Work required: Your response should be the lines from the one containing "box: [20, 128, 103, 176]" through the end of the material, copied exactly and with nothing added.

Given information:
____________________

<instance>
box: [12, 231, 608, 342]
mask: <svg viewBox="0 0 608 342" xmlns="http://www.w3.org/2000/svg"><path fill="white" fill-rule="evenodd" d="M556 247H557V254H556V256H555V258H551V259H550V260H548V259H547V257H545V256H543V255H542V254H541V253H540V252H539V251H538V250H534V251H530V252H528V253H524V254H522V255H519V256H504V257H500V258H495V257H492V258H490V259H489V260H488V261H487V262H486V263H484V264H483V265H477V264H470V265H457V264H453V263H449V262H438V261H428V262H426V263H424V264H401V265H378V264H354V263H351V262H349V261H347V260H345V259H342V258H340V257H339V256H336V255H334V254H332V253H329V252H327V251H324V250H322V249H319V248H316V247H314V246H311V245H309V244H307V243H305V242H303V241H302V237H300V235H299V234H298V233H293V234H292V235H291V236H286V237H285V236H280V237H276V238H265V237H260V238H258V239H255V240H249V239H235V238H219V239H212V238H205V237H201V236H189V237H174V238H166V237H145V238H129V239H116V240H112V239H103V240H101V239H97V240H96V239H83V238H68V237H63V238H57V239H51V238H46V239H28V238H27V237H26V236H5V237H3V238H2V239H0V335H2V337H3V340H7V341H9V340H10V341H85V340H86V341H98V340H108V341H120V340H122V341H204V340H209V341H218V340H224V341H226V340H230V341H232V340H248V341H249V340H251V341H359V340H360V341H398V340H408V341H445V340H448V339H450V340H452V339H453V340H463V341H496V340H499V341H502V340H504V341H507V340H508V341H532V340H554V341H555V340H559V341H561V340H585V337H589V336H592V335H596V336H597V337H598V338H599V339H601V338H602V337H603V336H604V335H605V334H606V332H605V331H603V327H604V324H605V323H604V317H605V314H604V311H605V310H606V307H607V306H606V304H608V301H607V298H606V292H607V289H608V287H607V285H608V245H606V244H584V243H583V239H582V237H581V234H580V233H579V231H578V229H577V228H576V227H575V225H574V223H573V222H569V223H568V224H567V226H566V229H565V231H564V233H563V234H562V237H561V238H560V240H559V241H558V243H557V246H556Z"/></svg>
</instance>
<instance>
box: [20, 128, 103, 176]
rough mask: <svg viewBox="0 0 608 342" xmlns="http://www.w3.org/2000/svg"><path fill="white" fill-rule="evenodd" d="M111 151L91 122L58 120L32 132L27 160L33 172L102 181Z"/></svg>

____________________

Written solution:
box: [20, 128, 103, 176]
rough mask: <svg viewBox="0 0 608 342" xmlns="http://www.w3.org/2000/svg"><path fill="white" fill-rule="evenodd" d="M111 151L91 122L58 120L32 132L27 160L33 172L102 181Z"/></svg>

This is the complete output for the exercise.